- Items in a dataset
########################################

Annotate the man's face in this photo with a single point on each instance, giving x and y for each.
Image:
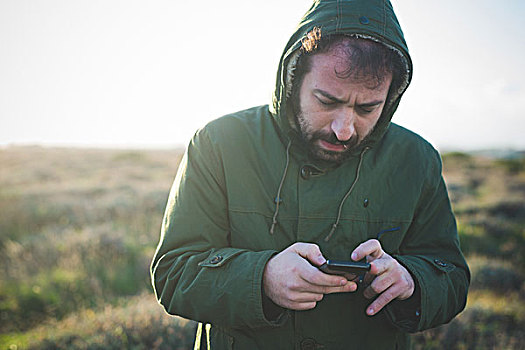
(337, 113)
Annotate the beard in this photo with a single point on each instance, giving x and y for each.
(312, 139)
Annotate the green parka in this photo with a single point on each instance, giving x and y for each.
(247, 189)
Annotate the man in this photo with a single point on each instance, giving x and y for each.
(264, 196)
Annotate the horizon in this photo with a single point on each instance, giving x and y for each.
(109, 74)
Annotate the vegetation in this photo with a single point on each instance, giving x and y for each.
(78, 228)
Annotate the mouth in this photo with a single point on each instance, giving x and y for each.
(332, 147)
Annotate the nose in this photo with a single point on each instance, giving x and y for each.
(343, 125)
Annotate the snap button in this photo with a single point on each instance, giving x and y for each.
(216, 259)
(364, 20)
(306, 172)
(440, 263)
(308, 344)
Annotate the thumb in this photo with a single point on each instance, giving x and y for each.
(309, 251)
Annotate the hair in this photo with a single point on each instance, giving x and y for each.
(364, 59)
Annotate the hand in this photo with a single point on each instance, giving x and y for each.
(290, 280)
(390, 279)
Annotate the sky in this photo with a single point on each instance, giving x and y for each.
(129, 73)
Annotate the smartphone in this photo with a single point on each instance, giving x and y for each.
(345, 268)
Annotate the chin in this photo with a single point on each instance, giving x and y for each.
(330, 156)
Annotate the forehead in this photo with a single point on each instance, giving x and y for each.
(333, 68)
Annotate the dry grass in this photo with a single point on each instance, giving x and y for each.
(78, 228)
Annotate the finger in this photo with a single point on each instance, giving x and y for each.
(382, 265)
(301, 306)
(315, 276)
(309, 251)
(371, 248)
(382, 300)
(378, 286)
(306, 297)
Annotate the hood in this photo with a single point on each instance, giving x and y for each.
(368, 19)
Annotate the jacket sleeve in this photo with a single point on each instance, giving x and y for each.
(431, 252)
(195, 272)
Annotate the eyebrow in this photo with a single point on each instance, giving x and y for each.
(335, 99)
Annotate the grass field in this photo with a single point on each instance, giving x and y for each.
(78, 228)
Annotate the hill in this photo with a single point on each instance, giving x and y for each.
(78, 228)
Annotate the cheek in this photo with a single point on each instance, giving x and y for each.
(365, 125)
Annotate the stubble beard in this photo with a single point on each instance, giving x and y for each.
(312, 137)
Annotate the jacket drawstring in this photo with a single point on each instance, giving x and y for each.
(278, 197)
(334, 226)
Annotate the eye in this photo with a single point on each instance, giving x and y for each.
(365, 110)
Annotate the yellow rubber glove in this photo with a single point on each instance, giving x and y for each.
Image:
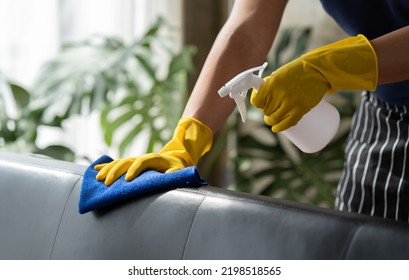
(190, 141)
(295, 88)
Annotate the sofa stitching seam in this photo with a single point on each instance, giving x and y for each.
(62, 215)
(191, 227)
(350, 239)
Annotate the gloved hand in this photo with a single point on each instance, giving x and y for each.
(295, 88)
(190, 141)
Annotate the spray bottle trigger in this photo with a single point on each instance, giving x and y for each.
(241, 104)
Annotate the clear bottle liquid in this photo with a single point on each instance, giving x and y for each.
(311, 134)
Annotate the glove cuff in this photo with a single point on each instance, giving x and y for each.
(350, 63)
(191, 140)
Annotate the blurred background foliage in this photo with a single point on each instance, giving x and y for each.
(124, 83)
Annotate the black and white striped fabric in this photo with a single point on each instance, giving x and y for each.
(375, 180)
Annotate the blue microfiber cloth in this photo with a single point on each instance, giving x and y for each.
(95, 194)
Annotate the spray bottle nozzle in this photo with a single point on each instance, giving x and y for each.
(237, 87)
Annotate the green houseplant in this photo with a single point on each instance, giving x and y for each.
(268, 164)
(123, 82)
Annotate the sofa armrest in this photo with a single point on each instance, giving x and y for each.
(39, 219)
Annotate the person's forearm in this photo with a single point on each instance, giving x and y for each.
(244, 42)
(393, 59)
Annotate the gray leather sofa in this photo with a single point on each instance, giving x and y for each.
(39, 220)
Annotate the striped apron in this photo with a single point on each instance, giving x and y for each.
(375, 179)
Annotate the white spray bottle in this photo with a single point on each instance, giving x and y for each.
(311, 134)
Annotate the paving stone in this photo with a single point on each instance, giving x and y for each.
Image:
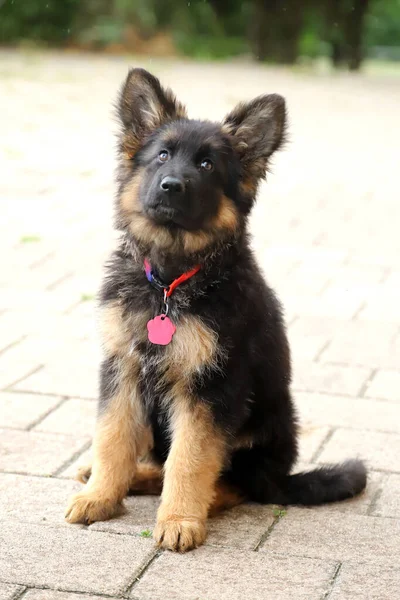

########################################

- Work to be completed
Please copy out every line of the entries above word for word, leaving out the pictures.

- Exercise solution
Annotate the man's face in this photo with a single point on each instance, giving x and y for each.
Image:
(337, 113)
Annotate the beard in this photo with a single point on each instance, giving x and y for each.
(312, 139)
Annotate the green parka in this photo with a single point on each instance, giving x and y for each.
(247, 189)
Annotate the man in this photo with a single point on each instance, giving x and y for each.
(264, 196)
Annotate the horizon in this photo with a single point on each instance, giving x and y for each.
(109, 74)
Annotate the vegetation in this photo with a single point on each instance, giving x and y for each.
(78, 228)
Annotate the mouth in this photo with a single point on each instance, giving x and y for each.
(332, 147)
Annotate the nose in this photo with a single point on each instance, giving x and y for each.
(343, 125)
Annotate the snap button in this photo with a single point on each instance, giving x and y for each.
(216, 259)
(364, 20)
(306, 172)
(440, 263)
(308, 344)
Annotate the thumb in this photo with a single point on each instance, giving x and y for each.
(309, 251)
Annotate the hair in this photo with a single point on each instance, giving x and y for each.
(364, 59)
Annotate the hand in this photo with a single point on each instance, giving x and y for each.
(290, 280)
(390, 279)
Annotate the sky in this photo with a single point on each instance, giving x and y for each.
(129, 73)
Annotate the smartphone in this photo with a single point on each instance, giving x and y for each.
(345, 268)
Annotate the chin in this photo with a single point on each instance, giving x and y for each.
(330, 156)
Annotate the forehead in this photo with a single point on each instance, giving x and y for each.
(333, 68)
Annotate the dry grass in this photo with a single point on each instance, giving x and y for each.
(78, 228)
Annotate the finger in this photo with a single point on each instance, giving x and y for each.
(382, 265)
(301, 306)
(315, 276)
(309, 251)
(371, 248)
(382, 300)
(378, 286)
(306, 297)
Annotate the hood in this photo with a single point on each instance, giving x and y for each.
(368, 19)
Annotate the jacket sleeve in this photo with a single point on each instance, giving x and y for each.
(431, 252)
(195, 272)
Annotate the eyebrow in this photo with a single point on each instance, giving x and y for each.
(335, 99)
Annotate the grass field in this photo with a single point on each instance, giving x and y for each.
(78, 228)
Annotate the hill in this photo with a single point on each instance, giving x and y for each.
(78, 228)
Annotate the cheek in this photo with a single point on each instance, giving x and y for each.
(365, 125)
Annotate the stubble beard in this photo with a single point on each instance, giving x and y for each.
(312, 137)
Annotate the jacket drawstring in this photo with a single point on each instance, giving x and y for each.
(278, 197)
(334, 226)
Annotate the eye in this photo with a single point on each instance, giving x and y for each.
(365, 110)
Annotate the yellow rubber glove in this photo with a single point on each instance, giving x and y for each.
Image:
(190, 141)
(295, 88)
Annotate the sofa stitching seam in this photo with a single point on each instance, giving x and y for each.
(62, 215)
(191, 227)
(350, 239)
Annotate the gloved hand in this photo with a single point on each instance, giving x and y for each.
(295, 88)
(190, 141)
Annotate the spray bottle trigger in this photo with a single point on each instance, giving x and y for each.
(241, 104)
Annotate the clear bottle liquid in this photo with a single point on each instance, giving x and y for each.
(311, 134)
Annotate the glove cuff in this photo with a single point on each instance, giving x and y for each.
(350, 63)
(191, 140)
Annotate the blurred background foliage in this photo with a single point on each instance, giving x and y for each.
(124, 83)
Annotate the black and white striped fabric in this photo with a single point on each instance, giving x and y for each.
(375, 180)
Annotate the blue microfiber cloth in this photo with a single point on each instance, giving x and y for each.
(95, 194)
Annotate the spray bottle nozzle in this photo with a single point on each instance, giving x and y for each.
(237, 87)
Annotate the green houseplant in this photo with a single point on each instance, giving x and y for each.
(268, 164)
(123, 82)
Annotate the sofa armrest in this photo with a single point on each instance, giving x and y for each.
(39, 219)
Annotate the person's forearm in this photo with a single point on each instance, giving x and y for each.
(244, 42)
(393, 59)
Annotate the gray leather sofa in this photo with a single point on each instance, giving x and y for each.
(39, 220)
Annotate the striped apron in this photo with a single point on each instance, giving x and y for each.
(375, 179)
Annotate the white spray bottle in this photo with a single point on each instance, giving x and y for each.
(311, 134)
Annotate the paving stone in this photo with a single point on each instance, giving x and y for each.
Image:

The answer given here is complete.